╭──

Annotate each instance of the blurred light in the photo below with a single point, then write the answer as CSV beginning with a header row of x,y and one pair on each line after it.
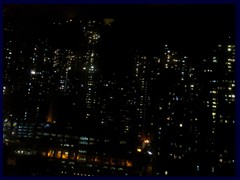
x,y
146,141
139,150
150,153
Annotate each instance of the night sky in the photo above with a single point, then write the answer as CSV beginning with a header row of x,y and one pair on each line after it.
x,y
192,30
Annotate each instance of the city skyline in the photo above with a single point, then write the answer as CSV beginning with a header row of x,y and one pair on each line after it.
x,y
147,93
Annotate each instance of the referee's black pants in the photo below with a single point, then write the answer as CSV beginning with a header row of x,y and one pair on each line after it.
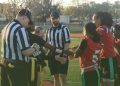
x,y
14,73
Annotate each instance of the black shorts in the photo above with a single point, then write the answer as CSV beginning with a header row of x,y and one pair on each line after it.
x,y
108,68
91,78
56,67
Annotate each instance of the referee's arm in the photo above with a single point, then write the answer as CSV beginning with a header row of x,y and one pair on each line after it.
x,y
23,42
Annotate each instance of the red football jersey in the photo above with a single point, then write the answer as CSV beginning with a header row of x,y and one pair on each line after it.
x,y
107,42
117,45
90,55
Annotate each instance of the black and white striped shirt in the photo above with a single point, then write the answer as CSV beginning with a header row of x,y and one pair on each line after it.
x,y
14,40
58,36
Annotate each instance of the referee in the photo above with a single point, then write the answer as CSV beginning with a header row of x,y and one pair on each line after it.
x,y
16,50
59,36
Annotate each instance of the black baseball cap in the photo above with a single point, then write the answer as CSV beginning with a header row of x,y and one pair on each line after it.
x,y
55,14
25,12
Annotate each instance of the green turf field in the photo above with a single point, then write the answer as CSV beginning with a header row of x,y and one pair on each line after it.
x,y
73,77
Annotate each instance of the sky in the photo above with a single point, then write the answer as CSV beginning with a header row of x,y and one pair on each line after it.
x,y
68,2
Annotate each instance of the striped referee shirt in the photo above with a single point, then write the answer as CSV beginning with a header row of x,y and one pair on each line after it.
x,y
14,40
58,36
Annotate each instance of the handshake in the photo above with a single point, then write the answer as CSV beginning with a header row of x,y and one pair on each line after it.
x,y
62,57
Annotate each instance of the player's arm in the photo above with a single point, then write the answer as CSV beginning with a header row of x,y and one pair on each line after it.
x,y
39,40
81,48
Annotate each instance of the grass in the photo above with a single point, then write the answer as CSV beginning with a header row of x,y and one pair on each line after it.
x,y
73,77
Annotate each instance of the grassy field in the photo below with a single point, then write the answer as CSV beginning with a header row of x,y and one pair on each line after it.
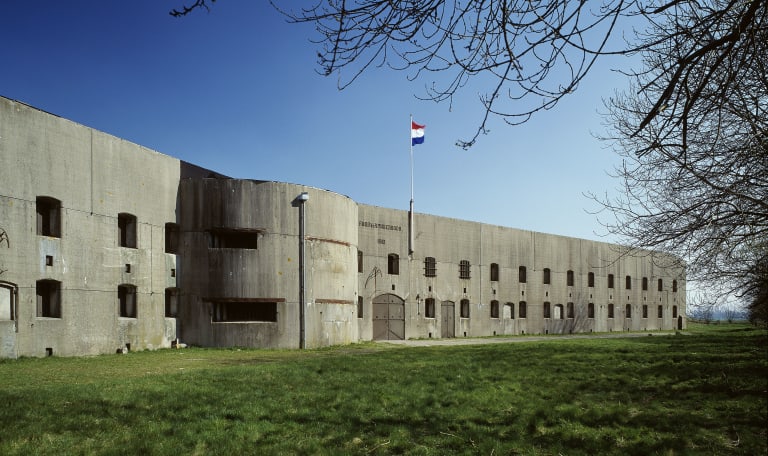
x,y
705,392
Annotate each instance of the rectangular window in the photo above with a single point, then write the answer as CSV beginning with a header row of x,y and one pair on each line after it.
x,y
48,216
430,267
464,269
359,307
126,297
244,311
171,238
393,264
494,309
464,308
229,238
429,308
48,298
494,272
126,230
171,302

╰──

◆ **Directions for this task**
An exact reproduction of the data above is required, with every picture removed.

◆ **Response**
Annotate each instance of the blurred light in the photo below with a single point, then write the answer as CSV beginning with a header row of x,y and one pair on each line after it.
x,y
146,141
139,150
150,153
Annotate each instance of the night sky in the photo above with a single point, then write the answer as CSV beginning with a header row of x,y and one pair on each line after it.
x,y
192,30
Annotate each instance of the city skyline in the photo above with a single point, then write the answer as CSV beginning with a header row of x,y and one pair on each line after it.
x,y
147,93
Annotate each instance of the referee's black pants in the photo below with a single point, then write the answer as CSV beginning with a header row of x,y and one pair on each line after it.
x,y
14,73
Annotate each instance of the black shorts in the photo above with a single point, then write the answer as CSV beginning with a header row of x,y and one pair on each line after it.
x,y
108,68
91,78
56,67
Annotate each instance of the referee's arm in the photo above with a single point, then write the answer as CSV beginning with a header row of x,y and one pair on each line after it.
x,y
23,42
Annotate each instance of the red football jersey in the photo above with a single point, then write the answer as CSV beginning with a header row of x,y and one pair on each line after it.
x,y
107,42
117,45
90,55
Annotate each instance of the black and white striped shirt in the photo above with a single point, then write the answer as CSV beginning with a header row of x,y and one pair on each line after it.
x,y
14,40
58,36
Annotate each instance of the referee in the photo above with a single point, then write the answer as CSV beginning with a header row of x,y and one pair on each line after it.
x,y
16,50
59,36
Annotate each instance of the black baseball cap in the photo above with a single point, then write the answer as CSV beginning with a header row of x,y and one pair on each line after it.
x,y
55,14
25,12
Annotate each instance of the green turf field in the photo above with a single point, then write the answer as CSV beginning with a header row of x,y and one pair on each line after it.
x,y
73,77
Annotate each instance of the sky in the photo above with a single point, then write the answer as CSV beginning with a header row of x,y and one pair on each line after it.
x,y
68,2
Annotate each instance of the striped referee shirt in the photo above with a single point, then write the answer as CSV beginning with a header row of x,y and one pair on each line after it.
x,y
14,40
58,36
Annotate each instance of the handshake in the photo above with a single point, then write the answer as CSV beginning with a header row of x,y and one pair on each line after it.
x,y
62,57
Annotate each instance of the player's arm in the photo above with a single point, then write the answer as CSV beginning with a header row of x,y and one pair on each line after it.
x,y
39,40
81,48
Annotate each instance of the grass in the photo above with a single point, then write the answer as CSV beginning with a header row of x,y and one pair on each line after it.
x,y
73,77
Annotate each instance of the grassy field in the photo below with a single point, then write the answer as CSV beginning with a header row of x,y and one pair on each line after it.
x,y
705,392
Annotate each instance of the rectangular window in the photo above with a single point, then write the answer as CSV beginning with a header row of x,y and one pair on each line after it.
x,y
48,216
430,267
464,269
359,307
126,297
244,311
171,238
393,264
494,309
464,308
229,238
429,308
48,298
494,272
126,230
171,302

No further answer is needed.